Set task: Render all of the data below as a numbered list, one line per item, and leave out any blank lines.

Raw data:
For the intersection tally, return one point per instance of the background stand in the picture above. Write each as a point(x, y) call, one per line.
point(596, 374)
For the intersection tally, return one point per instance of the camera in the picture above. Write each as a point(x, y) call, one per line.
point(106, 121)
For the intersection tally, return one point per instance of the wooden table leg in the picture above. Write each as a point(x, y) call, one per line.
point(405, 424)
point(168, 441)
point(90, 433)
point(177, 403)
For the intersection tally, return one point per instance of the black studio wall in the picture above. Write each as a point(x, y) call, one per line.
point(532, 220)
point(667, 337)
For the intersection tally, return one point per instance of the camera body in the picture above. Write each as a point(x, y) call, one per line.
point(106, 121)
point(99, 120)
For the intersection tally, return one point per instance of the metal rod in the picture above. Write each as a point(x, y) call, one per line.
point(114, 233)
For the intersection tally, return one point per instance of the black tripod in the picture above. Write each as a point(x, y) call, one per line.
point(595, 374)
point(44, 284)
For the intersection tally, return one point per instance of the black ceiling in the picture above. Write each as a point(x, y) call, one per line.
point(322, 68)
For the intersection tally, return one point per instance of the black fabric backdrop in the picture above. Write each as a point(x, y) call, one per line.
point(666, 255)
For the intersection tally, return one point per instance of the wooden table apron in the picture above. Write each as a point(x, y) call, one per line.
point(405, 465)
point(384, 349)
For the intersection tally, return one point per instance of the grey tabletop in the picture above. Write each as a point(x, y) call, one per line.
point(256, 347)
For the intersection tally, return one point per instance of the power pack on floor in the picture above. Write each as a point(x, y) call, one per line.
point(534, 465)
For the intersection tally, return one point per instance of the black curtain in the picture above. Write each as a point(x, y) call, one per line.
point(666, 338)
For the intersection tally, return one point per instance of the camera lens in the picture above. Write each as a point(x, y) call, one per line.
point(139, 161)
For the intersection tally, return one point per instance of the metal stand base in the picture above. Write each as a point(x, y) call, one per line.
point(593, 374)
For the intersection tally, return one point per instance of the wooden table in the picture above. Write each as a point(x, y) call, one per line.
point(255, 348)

Result for this task:
1. For the intersection tally, return one point per instance of the background stand in the picture above. Write each as a point(x, y) call, one per line.
2. point(596, 374)
3. For the intersection tally, return one point per instance of the camera in the picture above. Write each as a point(x, y) call, one per line.
4. point(106, 121)
5. For the intersection tally, return one point per instance of the wooden table leg in the picture above. Write each as a point(x, y) call, one per line.
6. point(405, 424)
7. point(168, 441)
8. point(90, 433)
9. point(177, 403)
10. For the intersection tally, return one point per instance of the black studio wall in the picture above. Write each as a point(x, y) call, one per line.
11. point(532, 220)
12. point(667, 337)
13. For the intersection tally, return one point per instance of the camera body in the picture above. Write each as a point(x, y) call, one per line.
14. point(106, 121)
15. point(99, 120)
16. For the intersection tally, return one point per instance of the metal rod in the picture above. Write each as a point(x, y) call, one per line.
17. point(114, 233)
18. For the intersection tally, return one point per instance of the black tripod in the picture above. Write each as a point(x, y) call, one per line.
19. point(595, 374)
20. point(44, 284)
21. For the intersection tally, return one point per instance of the black ceiling in the picture above. Write each as a point(x, y) call, one per line.
22. point(322, 68)
23. For the intersection tally, return one point per instance of the black fabric backdrop in the picture above. Write each as a point(x, y) call, one per line.
24. point(666, 255)
25. For the intersection tally, return one point per instance of the wooden table apron in the picture above. Write each as a point(x, y) call, one per line.
26. point(405, 465)
27. point(384, 349)
28. For the intersection tally, return one point per instance of the grey tabletop in the picture above. Write each as a point(x, y) call, one per line.
29. point(256, 347)
30. For the intersection tally, return one point per instance of the power pack on floor in the picture above. Write each as a point(x, y) call, one per line.
31. point(534, 465)
32. For the intersection tally, return one point per instance of the black curtain in the picture above. Write each as a point(x, y) call, one per line.
33. point(666, 338)
34. For the intersection tally, return one point per instance of the camera lens in the picture above. Write each as a point(x, y) call, one per line.
35. point(139, 161)
36. For the intersection tally, return one point per instance of the metal stand base in the picture above. Write each as a point(x, y) call, one per line.
37. point(593, 374)
38. For the intersection tally, return one point per instance of the wooden table in the picture above. Write each as a point(x, y) call, one per line.
39. point(255, 348)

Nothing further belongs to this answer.